+++ Record list +++
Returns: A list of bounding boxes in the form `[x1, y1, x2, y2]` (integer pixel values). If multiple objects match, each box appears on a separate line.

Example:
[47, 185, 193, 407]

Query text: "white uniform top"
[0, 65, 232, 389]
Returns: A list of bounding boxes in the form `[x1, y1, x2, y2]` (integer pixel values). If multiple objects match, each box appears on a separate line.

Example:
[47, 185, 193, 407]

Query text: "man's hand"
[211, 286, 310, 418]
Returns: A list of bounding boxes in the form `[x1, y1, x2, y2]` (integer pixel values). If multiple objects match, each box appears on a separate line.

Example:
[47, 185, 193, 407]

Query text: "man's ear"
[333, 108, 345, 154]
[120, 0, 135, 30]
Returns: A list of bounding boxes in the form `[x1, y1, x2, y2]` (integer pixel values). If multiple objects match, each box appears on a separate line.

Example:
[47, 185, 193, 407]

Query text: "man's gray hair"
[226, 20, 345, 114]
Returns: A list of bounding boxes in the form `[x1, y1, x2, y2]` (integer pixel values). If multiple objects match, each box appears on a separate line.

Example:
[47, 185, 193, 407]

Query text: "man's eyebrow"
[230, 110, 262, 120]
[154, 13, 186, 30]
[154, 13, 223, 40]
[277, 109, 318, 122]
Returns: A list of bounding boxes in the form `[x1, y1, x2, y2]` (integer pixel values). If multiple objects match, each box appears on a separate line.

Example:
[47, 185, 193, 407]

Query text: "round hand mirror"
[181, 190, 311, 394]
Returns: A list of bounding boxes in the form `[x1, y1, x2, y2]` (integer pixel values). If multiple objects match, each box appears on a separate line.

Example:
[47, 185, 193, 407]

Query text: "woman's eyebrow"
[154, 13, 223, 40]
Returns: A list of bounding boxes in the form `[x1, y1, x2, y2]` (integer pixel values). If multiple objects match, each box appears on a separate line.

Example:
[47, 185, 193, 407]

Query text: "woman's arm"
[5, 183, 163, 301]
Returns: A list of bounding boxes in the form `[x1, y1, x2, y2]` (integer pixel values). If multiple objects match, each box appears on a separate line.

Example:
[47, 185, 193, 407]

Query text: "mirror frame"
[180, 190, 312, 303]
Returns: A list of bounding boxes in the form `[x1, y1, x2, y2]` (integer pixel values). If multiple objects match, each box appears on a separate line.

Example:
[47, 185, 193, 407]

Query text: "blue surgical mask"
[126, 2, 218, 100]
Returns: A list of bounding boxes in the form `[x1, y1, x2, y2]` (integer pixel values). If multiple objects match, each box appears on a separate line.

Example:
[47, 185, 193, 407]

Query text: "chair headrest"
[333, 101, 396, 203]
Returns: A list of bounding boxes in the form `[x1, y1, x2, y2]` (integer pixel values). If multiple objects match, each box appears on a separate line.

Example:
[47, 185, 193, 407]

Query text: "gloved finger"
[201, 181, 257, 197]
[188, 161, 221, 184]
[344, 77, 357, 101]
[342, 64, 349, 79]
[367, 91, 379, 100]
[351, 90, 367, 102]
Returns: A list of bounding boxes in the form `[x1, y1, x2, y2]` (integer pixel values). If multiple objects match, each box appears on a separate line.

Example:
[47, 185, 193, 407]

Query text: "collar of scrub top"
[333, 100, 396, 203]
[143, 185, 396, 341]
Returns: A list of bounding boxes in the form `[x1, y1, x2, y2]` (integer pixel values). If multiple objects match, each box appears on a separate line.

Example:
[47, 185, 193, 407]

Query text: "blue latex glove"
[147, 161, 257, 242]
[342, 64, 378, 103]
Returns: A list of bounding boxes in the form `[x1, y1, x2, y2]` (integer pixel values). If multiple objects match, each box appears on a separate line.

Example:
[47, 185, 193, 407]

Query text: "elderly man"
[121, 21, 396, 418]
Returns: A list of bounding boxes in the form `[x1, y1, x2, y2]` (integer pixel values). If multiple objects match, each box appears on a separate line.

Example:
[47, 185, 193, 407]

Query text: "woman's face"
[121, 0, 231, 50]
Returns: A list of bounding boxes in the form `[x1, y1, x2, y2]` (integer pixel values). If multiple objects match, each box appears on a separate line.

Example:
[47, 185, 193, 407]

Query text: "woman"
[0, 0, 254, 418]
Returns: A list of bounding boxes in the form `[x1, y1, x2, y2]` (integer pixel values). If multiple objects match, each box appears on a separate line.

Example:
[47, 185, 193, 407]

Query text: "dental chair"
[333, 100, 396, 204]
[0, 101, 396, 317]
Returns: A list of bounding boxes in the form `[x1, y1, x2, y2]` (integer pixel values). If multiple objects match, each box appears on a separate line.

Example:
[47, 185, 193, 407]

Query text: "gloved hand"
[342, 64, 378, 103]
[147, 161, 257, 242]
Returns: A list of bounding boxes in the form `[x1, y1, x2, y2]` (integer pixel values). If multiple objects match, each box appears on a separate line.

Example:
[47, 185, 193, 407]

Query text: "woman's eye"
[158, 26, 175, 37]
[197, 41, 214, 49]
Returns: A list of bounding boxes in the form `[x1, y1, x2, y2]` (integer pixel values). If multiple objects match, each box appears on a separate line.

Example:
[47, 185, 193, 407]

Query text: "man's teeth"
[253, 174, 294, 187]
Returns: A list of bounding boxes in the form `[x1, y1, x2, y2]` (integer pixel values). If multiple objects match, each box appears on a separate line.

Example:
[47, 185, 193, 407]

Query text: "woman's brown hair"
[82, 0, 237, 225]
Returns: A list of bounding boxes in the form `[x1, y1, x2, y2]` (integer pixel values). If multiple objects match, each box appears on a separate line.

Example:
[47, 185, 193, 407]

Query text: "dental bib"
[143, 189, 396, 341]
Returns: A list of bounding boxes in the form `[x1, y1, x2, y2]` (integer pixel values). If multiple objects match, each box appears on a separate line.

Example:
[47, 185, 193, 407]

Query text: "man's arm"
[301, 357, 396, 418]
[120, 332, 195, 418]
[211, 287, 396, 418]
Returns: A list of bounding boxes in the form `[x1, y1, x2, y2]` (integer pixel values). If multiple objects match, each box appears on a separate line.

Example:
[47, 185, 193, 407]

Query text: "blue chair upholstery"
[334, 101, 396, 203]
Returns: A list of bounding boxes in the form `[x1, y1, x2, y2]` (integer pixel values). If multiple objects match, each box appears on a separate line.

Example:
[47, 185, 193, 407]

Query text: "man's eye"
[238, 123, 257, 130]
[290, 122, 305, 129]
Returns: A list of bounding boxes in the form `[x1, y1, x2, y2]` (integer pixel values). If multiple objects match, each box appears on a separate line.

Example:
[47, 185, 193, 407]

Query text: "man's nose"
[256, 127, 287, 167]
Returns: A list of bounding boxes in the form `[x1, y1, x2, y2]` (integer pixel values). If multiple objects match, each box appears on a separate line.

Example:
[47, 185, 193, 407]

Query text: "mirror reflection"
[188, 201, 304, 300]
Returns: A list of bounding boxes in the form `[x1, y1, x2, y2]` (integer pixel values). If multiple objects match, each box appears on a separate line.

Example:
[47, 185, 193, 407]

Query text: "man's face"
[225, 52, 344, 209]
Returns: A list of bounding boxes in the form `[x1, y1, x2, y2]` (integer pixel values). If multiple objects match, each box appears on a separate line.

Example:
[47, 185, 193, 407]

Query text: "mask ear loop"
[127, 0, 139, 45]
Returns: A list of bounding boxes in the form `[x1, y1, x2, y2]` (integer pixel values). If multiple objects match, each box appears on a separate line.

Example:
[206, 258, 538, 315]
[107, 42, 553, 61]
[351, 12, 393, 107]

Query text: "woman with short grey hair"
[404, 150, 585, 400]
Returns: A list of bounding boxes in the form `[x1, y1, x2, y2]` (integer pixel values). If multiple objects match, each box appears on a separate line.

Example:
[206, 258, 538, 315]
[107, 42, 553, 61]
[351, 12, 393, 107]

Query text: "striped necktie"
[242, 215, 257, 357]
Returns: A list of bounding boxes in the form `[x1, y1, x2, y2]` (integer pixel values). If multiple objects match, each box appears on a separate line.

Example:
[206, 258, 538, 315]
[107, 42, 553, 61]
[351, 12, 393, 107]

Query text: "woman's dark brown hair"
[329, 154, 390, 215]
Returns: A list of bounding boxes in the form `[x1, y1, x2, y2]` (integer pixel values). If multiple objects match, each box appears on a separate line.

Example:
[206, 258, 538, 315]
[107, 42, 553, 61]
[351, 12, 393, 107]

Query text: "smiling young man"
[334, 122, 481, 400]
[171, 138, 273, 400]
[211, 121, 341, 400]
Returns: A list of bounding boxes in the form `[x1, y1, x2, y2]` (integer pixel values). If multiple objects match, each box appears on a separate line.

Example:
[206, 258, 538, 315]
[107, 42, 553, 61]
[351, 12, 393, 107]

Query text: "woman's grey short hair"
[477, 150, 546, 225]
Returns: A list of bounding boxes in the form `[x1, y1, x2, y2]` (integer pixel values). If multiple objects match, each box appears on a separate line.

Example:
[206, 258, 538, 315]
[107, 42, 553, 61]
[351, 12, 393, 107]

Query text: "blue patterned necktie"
+++
Required task:
Switch "white" to "blue" and write out the lines running from the first line above through the line containing "[0, 65, 232, 389]", both included, leaving everything else unchanged.

Output:
Returns: A list of bounding boxes in the form `[x1, y1, x2, y2]` (integer pixel values). If multiple objects match, each box appears on a separate line.

Example:
[47, 185, 193, 407]

Query text: "blue uniform top"
[0, 65, 232, 389]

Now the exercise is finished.